** To do **
Please copy the listing below in its entirety, without alteration.

** Data to process **
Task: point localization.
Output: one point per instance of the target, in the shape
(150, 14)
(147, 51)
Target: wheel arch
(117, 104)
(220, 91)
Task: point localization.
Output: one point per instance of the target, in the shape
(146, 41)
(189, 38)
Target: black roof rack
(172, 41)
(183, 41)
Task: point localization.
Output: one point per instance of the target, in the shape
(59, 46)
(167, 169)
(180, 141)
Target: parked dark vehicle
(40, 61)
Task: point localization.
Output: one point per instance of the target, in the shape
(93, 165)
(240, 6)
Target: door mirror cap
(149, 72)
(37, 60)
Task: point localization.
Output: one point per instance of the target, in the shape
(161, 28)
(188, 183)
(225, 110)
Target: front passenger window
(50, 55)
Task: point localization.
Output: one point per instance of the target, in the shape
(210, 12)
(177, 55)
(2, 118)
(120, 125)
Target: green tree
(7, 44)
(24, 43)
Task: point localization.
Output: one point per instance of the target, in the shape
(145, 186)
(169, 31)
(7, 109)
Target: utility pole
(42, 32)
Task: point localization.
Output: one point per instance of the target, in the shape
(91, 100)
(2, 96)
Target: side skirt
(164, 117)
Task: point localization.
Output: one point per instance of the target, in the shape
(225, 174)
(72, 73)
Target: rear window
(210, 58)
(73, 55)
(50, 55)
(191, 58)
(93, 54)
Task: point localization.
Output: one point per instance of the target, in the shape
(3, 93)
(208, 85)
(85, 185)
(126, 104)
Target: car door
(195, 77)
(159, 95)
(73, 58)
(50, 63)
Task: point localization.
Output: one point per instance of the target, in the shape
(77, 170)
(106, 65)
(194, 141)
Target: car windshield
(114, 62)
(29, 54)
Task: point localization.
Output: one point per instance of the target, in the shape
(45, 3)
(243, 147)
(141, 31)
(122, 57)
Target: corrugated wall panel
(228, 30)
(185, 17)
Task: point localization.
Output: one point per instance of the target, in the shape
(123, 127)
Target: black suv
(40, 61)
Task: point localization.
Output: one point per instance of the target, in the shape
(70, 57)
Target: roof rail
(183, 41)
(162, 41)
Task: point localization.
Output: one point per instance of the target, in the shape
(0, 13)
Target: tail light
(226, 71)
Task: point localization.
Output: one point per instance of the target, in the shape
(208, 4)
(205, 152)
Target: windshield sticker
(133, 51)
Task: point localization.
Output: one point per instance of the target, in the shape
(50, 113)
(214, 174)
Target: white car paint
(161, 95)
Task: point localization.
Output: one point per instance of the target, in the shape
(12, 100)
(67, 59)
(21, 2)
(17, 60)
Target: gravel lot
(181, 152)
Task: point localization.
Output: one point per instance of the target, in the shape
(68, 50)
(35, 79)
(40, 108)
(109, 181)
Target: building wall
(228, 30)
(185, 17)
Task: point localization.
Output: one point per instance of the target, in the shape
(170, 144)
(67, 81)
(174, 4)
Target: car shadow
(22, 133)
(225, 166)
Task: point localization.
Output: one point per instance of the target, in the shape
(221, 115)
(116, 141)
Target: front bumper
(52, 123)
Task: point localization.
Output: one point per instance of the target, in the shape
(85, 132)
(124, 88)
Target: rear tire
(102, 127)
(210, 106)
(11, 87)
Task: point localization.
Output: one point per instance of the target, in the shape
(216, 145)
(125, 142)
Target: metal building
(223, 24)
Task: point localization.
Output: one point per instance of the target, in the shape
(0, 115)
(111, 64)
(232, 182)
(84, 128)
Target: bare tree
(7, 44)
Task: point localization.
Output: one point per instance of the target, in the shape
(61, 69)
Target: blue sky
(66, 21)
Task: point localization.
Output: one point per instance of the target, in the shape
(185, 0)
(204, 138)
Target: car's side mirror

** Expected answer **
Task: point localization.
Output: one point per instance of the target, in the shape
(150, 14)
(147, 51)
Target: wheel arch
(117, 104)
(220, 91)
Task: point localization.
Output: one point per instance of the target, in the shape
(146, 41)
(189, 38)
Target: black roof rack
(172, 41)
(183, 41)
Task: point localization.
Output: one point per instance of the target, in the shape
(59, 46)
(167, 169)
(180, 141)
Target: parked dark vehicle
(40, 61)
Task: point localization.
Output: one point per instance of the target, in the shape
(93, 165)
(240, 6)
Target: door mirror cap
(149, 72)
(37, 60)
Task: point localization.
Output: one point per instance of the target, in the shape
(161, 28)
(188, 183)
(225, 110)
Target: front passenger window
(50, 55)
Task: point localization.
Output: one point per instance of the target, in the shape
(210, 12)
(177, 55)
(2, 118)
(120, 125)
Target: green tree
(7, 44)
(24, 43)
Task: point localization.
Output: one point per instance of the target, in the shape
(145, 186)
(169, 31)
(7, 109)
Target: utility pole
(42, 32)
Task: point localization.
Output: one point per instance of the target, in the shape
(91, 100)
(2, 96)
Target: side skirt
(164, 117)
Task: point localization.
Output: one point per instance of the target, in the shape
(225, 174)
(72, 73)
Target: rear window
(210, 58)
(73, 55)
(50, 55)
(191, 58)
(93, 54)
Task: point localization.
Output: one point per instance of the target, in the shape
(3, 93)
(208, 85)
(85, 185)
(126, 104)
Target: car door
(195, 77)
(159, 95)
(73, 58)
(50, 63)
Task: point localization.
Output: one point per instance of the target, in the shape
(77, 170)
(106, 65)
(194, 141)
Target: car windshield
(114, 62)
(29, 54)
Task: point localization.
Output: one point per instance of the target, in the shape
(45, 3)
(243, 147)
(141, 31)
(122, 57)
Target: corrugated wall panel
(228, 30)
(185, 17)
Task: point localization.
Output: one point per instance of the target, in the shape
(123, 127)
Target: black suv
(40, 61)
Task: point localization.
Output: one point per instance of the target, in the shape
(70, 57)
Target: roof rail
(183, 41)
(162, 41)
Task: point localization.
Output: one point per instance of the target, in the shape
(0, 13)
Target: tail light
(226, 71)
Task: point localization.
Output: one point per instance of the target, in the shape
(208, 4)
(205, 152)
Target: windshield sticker
(133, 51)
Task: point localization.
Output: one point per instance of the target, in the shape
(50, 113)
(214, 174)
Target: white car paint
(161, 95)
Task: point localization.
Output: one point per instance of the target, in the shape
(12, 100)
(67, 59)
(21, 2)
(17, 60)
Target: gravel lot
(181, 152)
Task: point localization.
Output: one point per instance of the target, in the shape
(68, 50)
(35, 79)
(40, 108)
(109, 181)
Target: building wall
(228, 30)
(185, 17)
Task: point localization.
Output: one point per instance of the target, in the shape
(170, 144)
(67, 81)
(174, 4)
Target: car shadow
(22, 133)
(225, 166)
Task: point localization.
Output: one point per instance of the target, in the shape
(221, 115)
(116, 141)
Target: front bumper
(52, 123)
Task: point localization.
Output: one point per instance of the target, in the shape
(85, 132)
(124, 88)
Target: rear tire
(102, 127)
(210, 106)
(11, 87)
Task: point localization.
Output: one point per instance of the target, in the shape
(216, 145)
(125, 142)
Target: metal building
(223, 24)
Task: point localization.
Output: one point per instance of the target, in the shape
(0, 115)
(111, 64)
(232, 182)
(84, 128)
Target: bare tree
(7, 44)
Task: point localization.
Output: one point per instance of the target, in the shape
(61, 69)
Target: blue sky
(66, 21)
Task: point localization.
Output: one point per instance of the target, in the shape
(185, 0)
(204, 138)
Target: car's side mirror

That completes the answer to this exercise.